• Work task: Among the entries below, find each line holding "sparse" and return it.
[[ Input, beginning ]]
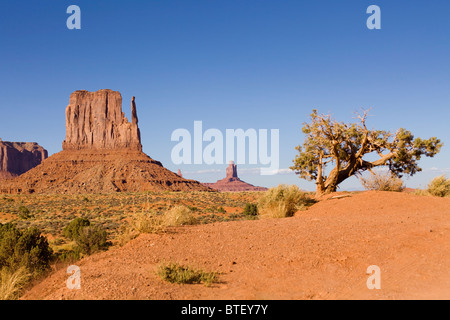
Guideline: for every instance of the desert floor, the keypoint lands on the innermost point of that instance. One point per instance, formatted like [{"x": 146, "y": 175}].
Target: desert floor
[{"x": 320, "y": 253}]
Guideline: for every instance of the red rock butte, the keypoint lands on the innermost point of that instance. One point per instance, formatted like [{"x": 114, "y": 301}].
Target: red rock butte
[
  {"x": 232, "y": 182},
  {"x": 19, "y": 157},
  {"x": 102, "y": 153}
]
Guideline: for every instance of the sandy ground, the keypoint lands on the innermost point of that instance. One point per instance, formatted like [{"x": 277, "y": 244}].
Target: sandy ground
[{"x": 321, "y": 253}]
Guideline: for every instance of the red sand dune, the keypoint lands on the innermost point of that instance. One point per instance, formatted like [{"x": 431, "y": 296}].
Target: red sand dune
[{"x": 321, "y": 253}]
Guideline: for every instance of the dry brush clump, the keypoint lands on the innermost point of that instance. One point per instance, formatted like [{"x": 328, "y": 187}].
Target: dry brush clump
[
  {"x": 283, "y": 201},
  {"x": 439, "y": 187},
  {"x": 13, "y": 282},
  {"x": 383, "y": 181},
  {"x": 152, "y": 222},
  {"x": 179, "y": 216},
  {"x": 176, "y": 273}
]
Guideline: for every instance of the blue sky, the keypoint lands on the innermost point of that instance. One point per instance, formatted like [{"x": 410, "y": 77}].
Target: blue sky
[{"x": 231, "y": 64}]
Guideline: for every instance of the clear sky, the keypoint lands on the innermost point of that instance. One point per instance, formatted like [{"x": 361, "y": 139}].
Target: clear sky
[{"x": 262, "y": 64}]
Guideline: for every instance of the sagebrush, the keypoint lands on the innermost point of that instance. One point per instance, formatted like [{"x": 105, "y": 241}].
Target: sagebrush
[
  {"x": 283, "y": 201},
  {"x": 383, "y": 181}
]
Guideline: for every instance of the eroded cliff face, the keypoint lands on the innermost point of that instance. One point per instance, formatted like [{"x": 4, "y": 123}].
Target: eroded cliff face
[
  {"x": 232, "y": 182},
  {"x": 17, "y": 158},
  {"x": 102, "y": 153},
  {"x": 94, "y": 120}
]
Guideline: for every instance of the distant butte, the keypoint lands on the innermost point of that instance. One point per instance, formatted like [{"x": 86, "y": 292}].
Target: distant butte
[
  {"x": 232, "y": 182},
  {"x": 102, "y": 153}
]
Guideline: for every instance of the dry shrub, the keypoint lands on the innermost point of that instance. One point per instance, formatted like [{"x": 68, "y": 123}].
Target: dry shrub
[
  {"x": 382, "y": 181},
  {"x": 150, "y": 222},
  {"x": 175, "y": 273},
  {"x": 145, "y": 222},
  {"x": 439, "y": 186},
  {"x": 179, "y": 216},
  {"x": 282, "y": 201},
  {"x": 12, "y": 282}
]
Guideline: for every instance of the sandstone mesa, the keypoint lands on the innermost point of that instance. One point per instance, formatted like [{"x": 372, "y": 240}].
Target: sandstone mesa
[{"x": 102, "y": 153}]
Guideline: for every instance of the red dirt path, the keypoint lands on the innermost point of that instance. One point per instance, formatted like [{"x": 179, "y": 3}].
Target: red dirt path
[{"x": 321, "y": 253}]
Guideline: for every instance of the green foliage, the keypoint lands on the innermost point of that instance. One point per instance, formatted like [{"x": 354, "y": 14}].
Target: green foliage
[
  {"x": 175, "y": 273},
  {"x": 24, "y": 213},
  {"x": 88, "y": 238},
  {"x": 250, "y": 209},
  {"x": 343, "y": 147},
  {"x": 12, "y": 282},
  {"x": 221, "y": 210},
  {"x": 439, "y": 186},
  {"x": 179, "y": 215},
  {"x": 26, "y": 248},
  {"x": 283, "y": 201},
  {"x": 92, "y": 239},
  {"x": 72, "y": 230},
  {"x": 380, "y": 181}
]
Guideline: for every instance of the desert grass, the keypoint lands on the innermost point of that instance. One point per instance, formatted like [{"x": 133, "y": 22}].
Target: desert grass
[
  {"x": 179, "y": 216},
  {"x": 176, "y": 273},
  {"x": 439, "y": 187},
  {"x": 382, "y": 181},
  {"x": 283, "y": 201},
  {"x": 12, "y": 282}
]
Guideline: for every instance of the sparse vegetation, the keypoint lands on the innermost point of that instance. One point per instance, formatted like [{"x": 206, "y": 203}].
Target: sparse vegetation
[[ Input, end ]]
[[ Input, beginning ]]
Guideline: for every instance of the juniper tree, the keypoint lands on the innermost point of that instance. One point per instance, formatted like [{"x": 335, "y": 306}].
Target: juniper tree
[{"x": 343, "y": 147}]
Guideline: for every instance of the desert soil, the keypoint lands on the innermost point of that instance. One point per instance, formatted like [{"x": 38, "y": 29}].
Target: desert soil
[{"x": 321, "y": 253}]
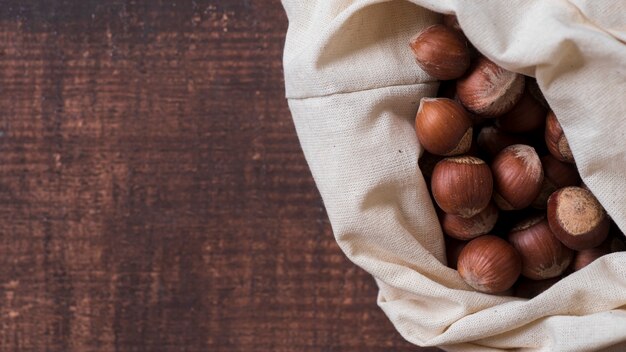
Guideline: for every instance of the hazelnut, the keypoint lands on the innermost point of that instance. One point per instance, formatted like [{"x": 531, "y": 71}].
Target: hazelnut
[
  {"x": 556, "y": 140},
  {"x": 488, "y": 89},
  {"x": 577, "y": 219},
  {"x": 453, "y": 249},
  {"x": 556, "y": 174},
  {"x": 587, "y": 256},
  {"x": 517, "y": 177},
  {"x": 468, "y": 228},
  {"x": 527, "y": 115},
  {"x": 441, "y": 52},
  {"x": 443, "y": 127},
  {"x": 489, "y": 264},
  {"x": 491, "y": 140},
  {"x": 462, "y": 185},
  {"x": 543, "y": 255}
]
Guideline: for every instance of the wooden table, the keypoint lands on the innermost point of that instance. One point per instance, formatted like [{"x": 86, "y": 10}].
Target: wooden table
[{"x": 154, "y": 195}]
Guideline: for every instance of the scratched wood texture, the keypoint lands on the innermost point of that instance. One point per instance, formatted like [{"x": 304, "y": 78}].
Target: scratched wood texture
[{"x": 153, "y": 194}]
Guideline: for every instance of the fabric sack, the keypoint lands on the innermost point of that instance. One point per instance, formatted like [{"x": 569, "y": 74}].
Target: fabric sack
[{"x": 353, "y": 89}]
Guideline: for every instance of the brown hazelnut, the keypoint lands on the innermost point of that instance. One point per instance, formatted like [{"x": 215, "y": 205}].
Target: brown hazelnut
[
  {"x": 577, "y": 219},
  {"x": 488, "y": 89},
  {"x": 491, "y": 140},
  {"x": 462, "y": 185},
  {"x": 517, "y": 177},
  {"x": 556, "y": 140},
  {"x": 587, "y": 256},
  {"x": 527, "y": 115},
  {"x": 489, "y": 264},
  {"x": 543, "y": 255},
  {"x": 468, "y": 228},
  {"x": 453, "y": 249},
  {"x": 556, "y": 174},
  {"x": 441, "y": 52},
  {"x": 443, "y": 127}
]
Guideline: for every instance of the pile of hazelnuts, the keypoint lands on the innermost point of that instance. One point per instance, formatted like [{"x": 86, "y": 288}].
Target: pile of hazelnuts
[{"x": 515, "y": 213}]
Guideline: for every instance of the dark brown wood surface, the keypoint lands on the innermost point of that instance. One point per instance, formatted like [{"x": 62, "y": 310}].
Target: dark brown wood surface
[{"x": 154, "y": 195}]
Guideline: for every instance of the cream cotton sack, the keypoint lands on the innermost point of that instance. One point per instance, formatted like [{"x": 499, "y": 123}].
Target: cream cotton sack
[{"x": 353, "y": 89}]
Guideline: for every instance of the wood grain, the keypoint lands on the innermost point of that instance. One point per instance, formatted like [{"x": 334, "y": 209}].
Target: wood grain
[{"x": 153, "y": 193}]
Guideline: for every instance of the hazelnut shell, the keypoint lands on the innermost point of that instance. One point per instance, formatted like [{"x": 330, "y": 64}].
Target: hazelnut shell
[[ Input, end ]]
[[ Input, beginning ]]
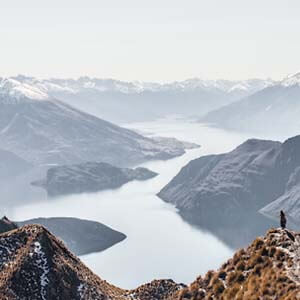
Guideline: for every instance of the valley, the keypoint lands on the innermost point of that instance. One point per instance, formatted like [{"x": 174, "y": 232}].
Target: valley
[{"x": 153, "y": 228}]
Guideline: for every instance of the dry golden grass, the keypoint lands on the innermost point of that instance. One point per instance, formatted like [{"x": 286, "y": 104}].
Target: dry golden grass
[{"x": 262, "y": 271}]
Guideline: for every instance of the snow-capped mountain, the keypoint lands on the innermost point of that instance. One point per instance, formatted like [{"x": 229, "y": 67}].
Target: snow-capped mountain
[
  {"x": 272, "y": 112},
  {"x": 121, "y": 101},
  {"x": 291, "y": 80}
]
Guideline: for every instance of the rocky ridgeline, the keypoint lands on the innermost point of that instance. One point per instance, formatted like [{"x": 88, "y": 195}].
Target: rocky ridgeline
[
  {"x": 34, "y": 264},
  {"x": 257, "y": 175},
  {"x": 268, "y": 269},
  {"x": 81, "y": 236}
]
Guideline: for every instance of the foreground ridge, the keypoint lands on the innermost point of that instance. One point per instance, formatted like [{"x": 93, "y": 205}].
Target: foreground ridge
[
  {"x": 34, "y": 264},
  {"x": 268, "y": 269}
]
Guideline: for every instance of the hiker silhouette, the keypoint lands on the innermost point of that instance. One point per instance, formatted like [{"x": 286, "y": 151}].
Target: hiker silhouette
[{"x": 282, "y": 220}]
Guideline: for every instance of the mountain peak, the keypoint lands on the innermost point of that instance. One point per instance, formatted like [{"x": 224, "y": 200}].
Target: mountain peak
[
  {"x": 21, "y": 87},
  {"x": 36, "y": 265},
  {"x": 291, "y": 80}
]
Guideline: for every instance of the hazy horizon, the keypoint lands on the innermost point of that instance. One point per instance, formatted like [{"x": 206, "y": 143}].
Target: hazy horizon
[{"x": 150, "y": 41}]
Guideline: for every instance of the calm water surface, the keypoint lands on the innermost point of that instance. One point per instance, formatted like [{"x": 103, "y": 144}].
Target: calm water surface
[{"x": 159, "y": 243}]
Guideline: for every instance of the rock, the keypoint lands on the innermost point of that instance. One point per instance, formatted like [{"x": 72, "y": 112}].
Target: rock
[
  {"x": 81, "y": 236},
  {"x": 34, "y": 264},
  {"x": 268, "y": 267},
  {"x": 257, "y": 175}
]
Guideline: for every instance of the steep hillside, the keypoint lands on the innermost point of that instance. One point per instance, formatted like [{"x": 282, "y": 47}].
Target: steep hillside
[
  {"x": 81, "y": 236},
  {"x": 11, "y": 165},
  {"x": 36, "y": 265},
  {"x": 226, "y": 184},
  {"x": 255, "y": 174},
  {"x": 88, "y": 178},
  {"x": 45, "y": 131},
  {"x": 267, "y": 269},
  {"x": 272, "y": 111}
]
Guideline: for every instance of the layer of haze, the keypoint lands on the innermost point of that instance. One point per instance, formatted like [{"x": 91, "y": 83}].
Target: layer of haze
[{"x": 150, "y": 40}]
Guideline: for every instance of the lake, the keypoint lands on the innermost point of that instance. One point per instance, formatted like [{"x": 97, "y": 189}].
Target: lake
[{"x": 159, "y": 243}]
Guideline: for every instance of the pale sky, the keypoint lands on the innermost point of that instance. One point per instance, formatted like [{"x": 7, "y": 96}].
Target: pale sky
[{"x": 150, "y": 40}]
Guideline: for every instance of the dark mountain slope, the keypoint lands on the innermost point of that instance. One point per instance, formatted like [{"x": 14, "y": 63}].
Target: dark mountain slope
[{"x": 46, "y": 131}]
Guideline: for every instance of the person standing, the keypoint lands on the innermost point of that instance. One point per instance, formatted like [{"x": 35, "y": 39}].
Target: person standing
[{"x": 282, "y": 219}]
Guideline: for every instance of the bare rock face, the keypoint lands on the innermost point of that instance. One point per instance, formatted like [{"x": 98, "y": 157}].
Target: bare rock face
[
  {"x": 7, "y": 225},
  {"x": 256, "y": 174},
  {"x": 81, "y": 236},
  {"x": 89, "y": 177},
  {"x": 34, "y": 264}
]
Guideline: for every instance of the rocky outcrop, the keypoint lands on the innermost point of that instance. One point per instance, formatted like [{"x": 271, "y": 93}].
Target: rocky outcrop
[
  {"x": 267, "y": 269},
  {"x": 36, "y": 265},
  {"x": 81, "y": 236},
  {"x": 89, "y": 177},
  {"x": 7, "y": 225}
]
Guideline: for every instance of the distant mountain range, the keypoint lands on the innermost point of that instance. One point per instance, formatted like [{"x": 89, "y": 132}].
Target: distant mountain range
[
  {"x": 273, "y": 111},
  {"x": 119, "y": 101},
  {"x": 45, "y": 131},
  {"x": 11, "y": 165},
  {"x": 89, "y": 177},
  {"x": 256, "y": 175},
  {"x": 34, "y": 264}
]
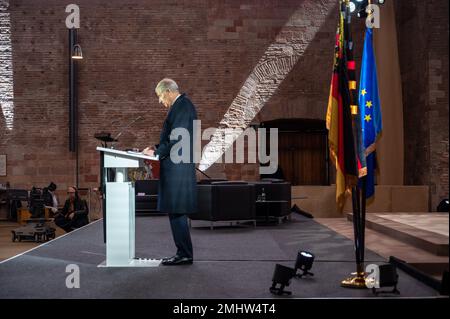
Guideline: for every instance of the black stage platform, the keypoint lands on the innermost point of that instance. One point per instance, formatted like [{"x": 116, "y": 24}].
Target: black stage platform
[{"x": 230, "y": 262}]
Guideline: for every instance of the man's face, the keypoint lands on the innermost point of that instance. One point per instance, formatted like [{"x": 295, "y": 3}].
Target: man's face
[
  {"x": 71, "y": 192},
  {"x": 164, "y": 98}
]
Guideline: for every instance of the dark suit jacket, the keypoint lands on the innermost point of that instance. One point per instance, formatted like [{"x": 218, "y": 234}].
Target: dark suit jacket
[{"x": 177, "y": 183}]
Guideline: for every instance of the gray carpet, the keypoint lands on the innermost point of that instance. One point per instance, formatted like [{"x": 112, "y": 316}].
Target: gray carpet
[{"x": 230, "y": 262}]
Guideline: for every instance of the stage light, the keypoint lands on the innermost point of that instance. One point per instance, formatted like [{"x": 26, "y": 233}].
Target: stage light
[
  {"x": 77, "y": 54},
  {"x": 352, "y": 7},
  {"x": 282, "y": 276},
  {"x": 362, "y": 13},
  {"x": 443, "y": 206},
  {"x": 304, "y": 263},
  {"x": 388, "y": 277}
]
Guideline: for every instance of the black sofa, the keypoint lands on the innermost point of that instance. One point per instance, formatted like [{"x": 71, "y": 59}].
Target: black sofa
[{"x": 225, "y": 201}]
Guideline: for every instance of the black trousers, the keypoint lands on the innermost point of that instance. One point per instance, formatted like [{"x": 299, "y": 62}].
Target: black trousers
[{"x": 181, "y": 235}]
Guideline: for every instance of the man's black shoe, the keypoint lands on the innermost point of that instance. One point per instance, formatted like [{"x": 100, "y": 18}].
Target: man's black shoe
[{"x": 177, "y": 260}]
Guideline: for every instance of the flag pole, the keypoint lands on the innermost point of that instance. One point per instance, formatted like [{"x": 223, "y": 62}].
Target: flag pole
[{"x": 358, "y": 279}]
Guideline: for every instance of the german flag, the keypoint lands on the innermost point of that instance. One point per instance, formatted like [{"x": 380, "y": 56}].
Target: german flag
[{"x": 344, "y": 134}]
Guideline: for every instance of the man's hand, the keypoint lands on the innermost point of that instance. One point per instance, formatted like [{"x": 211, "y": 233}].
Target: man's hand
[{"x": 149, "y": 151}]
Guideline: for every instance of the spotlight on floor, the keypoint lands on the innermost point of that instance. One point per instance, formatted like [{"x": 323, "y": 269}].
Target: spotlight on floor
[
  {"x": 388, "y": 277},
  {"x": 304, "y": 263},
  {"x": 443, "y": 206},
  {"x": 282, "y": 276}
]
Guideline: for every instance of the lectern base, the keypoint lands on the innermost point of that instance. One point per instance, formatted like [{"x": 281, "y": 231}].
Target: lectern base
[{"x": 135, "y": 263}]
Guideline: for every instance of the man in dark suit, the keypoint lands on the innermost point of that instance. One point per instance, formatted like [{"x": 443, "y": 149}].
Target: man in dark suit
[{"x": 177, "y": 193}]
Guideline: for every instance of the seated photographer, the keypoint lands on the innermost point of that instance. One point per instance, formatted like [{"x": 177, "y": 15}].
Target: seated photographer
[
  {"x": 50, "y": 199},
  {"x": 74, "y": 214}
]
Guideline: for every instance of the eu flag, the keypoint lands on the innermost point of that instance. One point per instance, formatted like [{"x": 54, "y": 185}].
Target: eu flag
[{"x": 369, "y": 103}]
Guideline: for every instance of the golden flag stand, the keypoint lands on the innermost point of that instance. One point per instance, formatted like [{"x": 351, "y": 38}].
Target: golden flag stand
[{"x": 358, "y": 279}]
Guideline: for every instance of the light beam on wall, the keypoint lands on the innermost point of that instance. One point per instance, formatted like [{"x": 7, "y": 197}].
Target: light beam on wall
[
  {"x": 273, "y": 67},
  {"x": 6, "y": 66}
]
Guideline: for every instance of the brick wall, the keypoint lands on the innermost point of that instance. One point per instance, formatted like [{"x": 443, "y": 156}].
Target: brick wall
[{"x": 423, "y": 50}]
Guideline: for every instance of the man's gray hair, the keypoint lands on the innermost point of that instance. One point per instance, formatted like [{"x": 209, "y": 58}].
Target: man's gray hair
[[ Input, end ]]
• Exercise response:
Guideline: for every instance of the sparse vegetation, the keypoint lands on the innermost point of that instance. One point per instance, formatted like [{"x": 206, "y": 203}].
Target: sparse vegetation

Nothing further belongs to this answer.